▶ **SOURCE PASSAGE**
++++++++++
Steve and I went to the lake for two days, and I worried about my foster family. When I returned home, I raced upstairs to check on my nestling.
The nest was there, clean as can be, but there was no sign of my Robin family. I checked outside, to see if there was a distressed fledgeling bird hopping about in the garden. Robins generally push their babies to leave the nest and practice flight plans on the ground, but this was a two story drop. I was not optimistic that some foul play had occurred. I am still sad to have missed the final step of my bird’s development, but of course it allows me to create a lovely “happily ever after” for the red breasted family. The nest is still on the sill. Who knows? Maybe there will be another tenant. I’ll let you know.
A PS. here- I received the kindest letter from a professor of biology about my bird saga. He answered many questions and made me somewhat hopeful about my little house guest. Ignorance is bliss. Here is his letter:
I’m writing to offer a bit of insight into your robin saga.
I started listening to Steve in elementary school on the South Side, and now, 25 years later, I’m an avian biologist/professor of biology, and still loving listening from New Jersey. Maybe you have it figured out more than Steve indicated, but here are my thoughts:
In terms of clutch size, 3 eggs is pretty common in robins, about half of all nests. Female birds make a complex set of trade-offs that determine how many eggs they lay, and for this female, at this nest, 3 was the optimal number.
The two missing eggs are a bit difficult to explain. Unless you’ve seen squirrels on the ledge, I think it is unlikely that a squirrel took the two missing eggs just because I’d expect a squirrel to take all three and to damage the nest a little. Crows and jays will definitely take robin eggs without altering the nest, and that particular nest is very visible to an aerial predator. One other slight possibility is that a female cowbird removed the eggs in preparation to lay one or two of her own eggs in the nest. This would explain why all three eggs did not disappear (because if they all disappeared then the female robin would abandon the nest).
++++++++++
▶ **STORED DATA**
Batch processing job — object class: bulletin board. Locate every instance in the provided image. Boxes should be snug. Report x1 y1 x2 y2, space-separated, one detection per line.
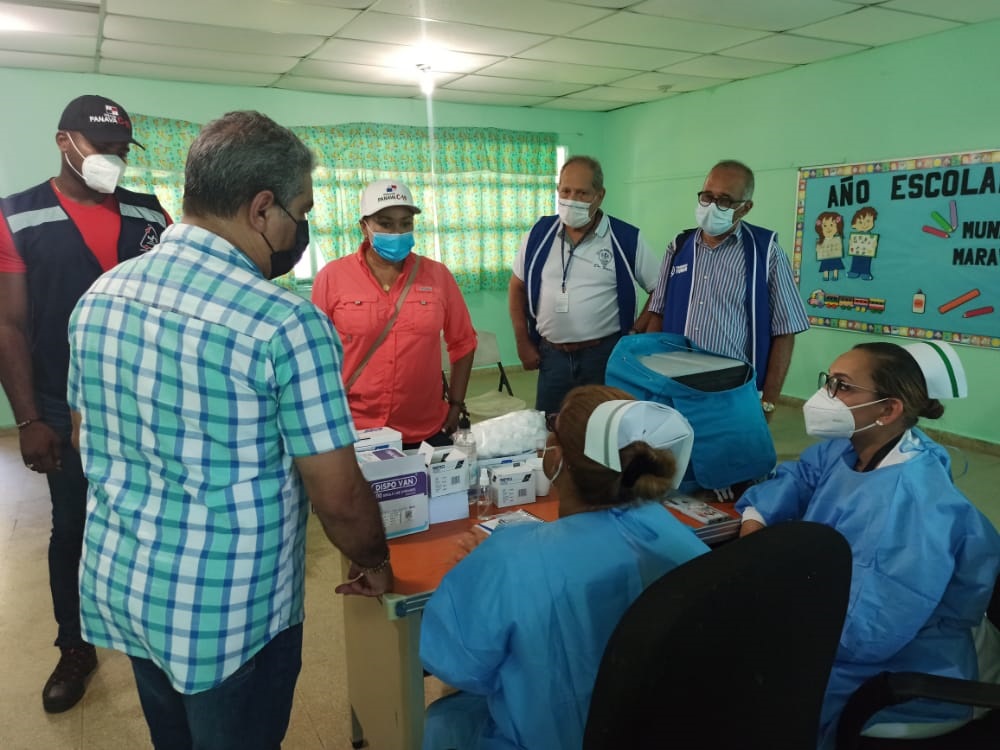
792 150 1000 349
++++++++++
▶ **WHAT YOU WILL DO**
• A. Set down the robin passage word for word, everything from "The two missing eggs are" down to "abandon the nest).".
• B. List every animal that the letter in the robin passage considers as a possible taker of the two missing eggs.
• C. Write what comes next in the robin passage, picking up after its final sentence.
The data above are separate material, unrelated to the robin passage.

▶ **ANSWERS FOR EACH ITEM**
• A.
The two missing eggs are a bit difficult to explain. Unless you’ve seen squirrels on the ledge, I think it is unlikely that a squirrel took the two missing eggs just because I’d expect a squirrel to take all three and to damage the nest a little. Crows and jays will definitely take robin eggs without altering the nest, and that particular nest is very visible to an aerial predator. One other slight possibility is that a female cowbird removed the eggs in preparation to lay one or two of her own eggs in the nest. This would explain why all three eggs did not disappear (because if they all disappeared then the female robin would abandon the nest).

• B. squirrels, crows, jays, a female cowbird

• C.
The more recent picture of the nestling on your blog is probably just a few days from being ready to fledge. Robins fledge in a pretty immature physical state as a way to avoid being eaten in the nest. The fledgling could have probably fluttered safely to the ground. They have short wing and tail feathers when they fledge, usually enough to crash-land somewhere. After they fledge they continue to grow their wing and tail to fully-functional lengths. This may have been the most risky period of your grandbirdie’s life, unfortunately because house cats are highly skilled at catching songbirds.
And lastly, if you want another robin to nest on your sill you should remove the old nest to make space for a new one, because they will not use the same nest twice. If you want to save the nest you can just put it in your freezer for a couple of weeks to kill any insects. I’m sure Steve would love that.
Take care and thanks for your contributions to the show over the years, and for keeping Steve going.
Department of Biology
The College of New Jersey
Isn’t that he nicest thing, ever? I am touched beyond reality. And wiser. I obscured his last name just in case he wished for anonymity. I will never forget how kind he was.